◆ **Text provided**:
"""

EXAMINATION QUESTION:

I sent the following by email to the class on 5/19/15 and post it here as well:
A student has posted the following: 
I recall professor Townsend saying that because we used PDF's of the book, our computers will not be locked and we can use Word to type the exam, and thus work off electronic copies of our notes. I just wanted to clarify that was the case before I printed everything.  
The responses to the questions/ recollections are: 
1. Computers will not be locked. 
2. You can use your word processor of choice.  For most, perhaps all, of you, that will be MS Word. 
3.  You can work off the electronic copies of your notes and of the text in pdf format. 
4.  You are not allowed to cut and paste. 
Here are the complete instructions (which I also attach as a pdf). Please read them carefully in advance of the examination: 
Instructions
1.            Resource Materials: Students may use only the following in the examination either in hardcopy format or on your computer:
                a.            the text book;
                b.            the Internal Revenue Code and the LEXIS-NEXIS Criminal Code we handed out;
                c.             the student's personal notes.

"""

◆ **Task set**:
1: Can you reproduce the exam notice from "Here are the" up to and including "student's personal notes.", switching "hardcopy" to "printed"?
2: How would you say this sentence from the exam notice in Spanish: "You are not allowed to cut and paste."

◆ **Data for analysis**:
"""

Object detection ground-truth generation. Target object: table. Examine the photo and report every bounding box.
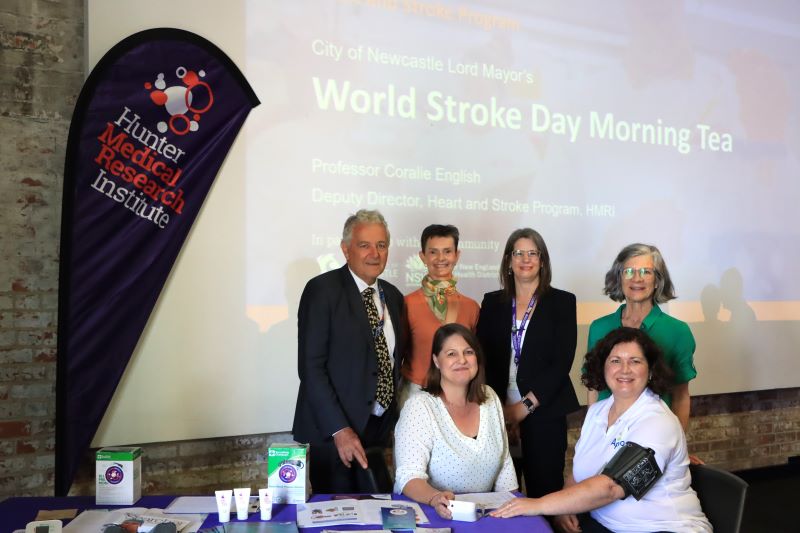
[0,494,552,533]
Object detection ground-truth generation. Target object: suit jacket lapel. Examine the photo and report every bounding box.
[341,265,373,346]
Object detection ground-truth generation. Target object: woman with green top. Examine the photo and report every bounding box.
[588,243,697,430]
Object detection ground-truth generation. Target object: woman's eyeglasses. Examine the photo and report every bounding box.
[511,250,542,259]
[622,267,655,279]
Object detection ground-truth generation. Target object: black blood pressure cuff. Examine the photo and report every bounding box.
[603,442,662,500]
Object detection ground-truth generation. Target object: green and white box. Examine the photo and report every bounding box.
[267,443,311,503]
[95,447,142,505]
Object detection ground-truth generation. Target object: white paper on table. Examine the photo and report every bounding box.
[297,498,430,528]
[456,491,516,511]
[63,507,205,533]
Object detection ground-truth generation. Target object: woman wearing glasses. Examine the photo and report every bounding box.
[589,243,697,430]
[477,228,578,497]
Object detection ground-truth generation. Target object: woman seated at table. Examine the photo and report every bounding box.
[492,327,712,533]
[394,324,517,518]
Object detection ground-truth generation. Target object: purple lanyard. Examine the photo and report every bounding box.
[511,294,536,366]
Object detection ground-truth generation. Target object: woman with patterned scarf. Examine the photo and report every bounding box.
[398,224,480,407]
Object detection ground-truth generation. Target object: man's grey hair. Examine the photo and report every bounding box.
[342,209,389,245]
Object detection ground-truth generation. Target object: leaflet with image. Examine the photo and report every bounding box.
[297,498,430,528]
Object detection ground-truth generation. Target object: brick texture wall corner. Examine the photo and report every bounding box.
[0,0,800,500]
[0,0,84,499]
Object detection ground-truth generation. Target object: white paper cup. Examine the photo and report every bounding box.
[215,490,233,522]
[258,489,272,520]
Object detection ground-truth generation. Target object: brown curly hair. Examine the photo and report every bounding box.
[581,327,673,396]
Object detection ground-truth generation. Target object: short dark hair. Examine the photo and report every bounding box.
[581,327,673,396]
[419,224,458,252]
[423,322,488,404]
[500,228,553,300]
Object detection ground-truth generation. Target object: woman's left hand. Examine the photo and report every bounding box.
[428,490,456,520]
[489,498,539,518]
[503,402,528,424]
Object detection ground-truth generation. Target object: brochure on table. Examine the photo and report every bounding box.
[63,507,206,533]
[297,499,430,528]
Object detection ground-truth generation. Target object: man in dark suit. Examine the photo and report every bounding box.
[292,209,403,494]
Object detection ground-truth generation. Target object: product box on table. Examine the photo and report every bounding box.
[95,447,142,505]
[267,443,311,503]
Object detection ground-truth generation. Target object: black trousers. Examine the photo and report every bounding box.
[519,416,567,498]
[308,411,394,494]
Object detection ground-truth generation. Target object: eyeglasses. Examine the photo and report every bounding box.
[622,267,655,279]
[511,250,542,259]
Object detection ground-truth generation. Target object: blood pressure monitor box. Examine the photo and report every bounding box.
[267,443,311,503]
[95,447,142,505]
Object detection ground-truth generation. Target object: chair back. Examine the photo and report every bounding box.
[689,465,748,533]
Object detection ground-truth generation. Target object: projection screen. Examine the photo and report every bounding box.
[87,0,800,446]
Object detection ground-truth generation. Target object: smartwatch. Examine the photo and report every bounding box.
[522,396,536,414]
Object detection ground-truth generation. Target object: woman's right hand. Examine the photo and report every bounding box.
[428,490,456,520]
[553,514,581,533]
[506,422,519,446]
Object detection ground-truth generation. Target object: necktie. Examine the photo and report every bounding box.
[361,287,394,409]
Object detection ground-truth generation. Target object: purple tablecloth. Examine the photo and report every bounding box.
[0,494,552,533]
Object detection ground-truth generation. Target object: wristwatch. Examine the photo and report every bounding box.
[522,396,536,414]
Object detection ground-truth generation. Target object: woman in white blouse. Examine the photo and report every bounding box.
[394,324,517,518]
[492,327,712,533]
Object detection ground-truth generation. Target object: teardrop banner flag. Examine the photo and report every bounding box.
[55,28,259,496]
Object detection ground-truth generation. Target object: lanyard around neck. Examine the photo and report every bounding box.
[511,294,537,366]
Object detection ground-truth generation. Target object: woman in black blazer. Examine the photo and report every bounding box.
[477,228,579,497]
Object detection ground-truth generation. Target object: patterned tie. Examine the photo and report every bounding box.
[361,287,394,409]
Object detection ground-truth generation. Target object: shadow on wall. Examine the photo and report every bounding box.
[691,268,798,393]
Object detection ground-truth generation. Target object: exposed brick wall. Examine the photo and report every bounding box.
[567,388,800,470]
[0,0,800,499]
[0,0,84,498]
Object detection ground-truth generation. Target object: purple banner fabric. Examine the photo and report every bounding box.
[55,28,259,495]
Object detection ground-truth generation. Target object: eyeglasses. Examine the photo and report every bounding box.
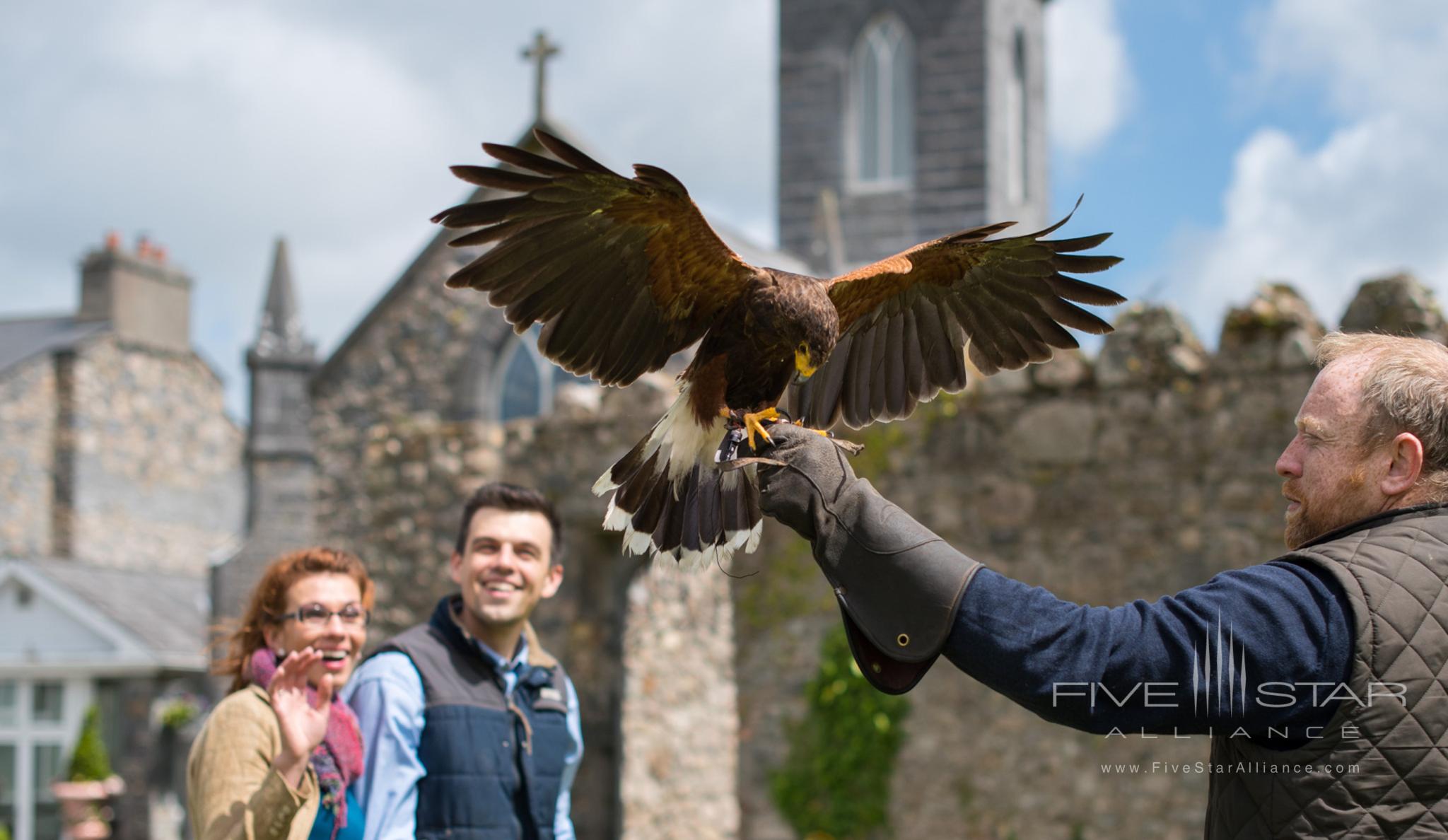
[276,604,372,629]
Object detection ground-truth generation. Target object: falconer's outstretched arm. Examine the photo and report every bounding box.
[759,424,1354,740]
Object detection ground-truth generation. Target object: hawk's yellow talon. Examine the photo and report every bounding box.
[743,409,779,449]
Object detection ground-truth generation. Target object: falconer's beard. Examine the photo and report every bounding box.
[1283,465,1376,550]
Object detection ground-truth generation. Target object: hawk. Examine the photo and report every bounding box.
[433,130,1123,564]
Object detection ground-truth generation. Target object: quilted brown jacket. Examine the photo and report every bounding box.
[187,685,322,840]
[1206,506,1448,840]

"""

◆ **Results for the exercise**:
1:
Here are the complete instructions (which I also attach as a pdf). Please read them carefully in advance of the examination: 
Instructions
1.            Resource Materials: Students may use only the following in the examination either in printed format or on your computer:
                a.            the text book;
                b.            the Internal Revenue Code and the LEXIS-NEXIS Criminal Code we handed out;
                c.             the student's personal notes.

2: No está permitido cortar y pegar.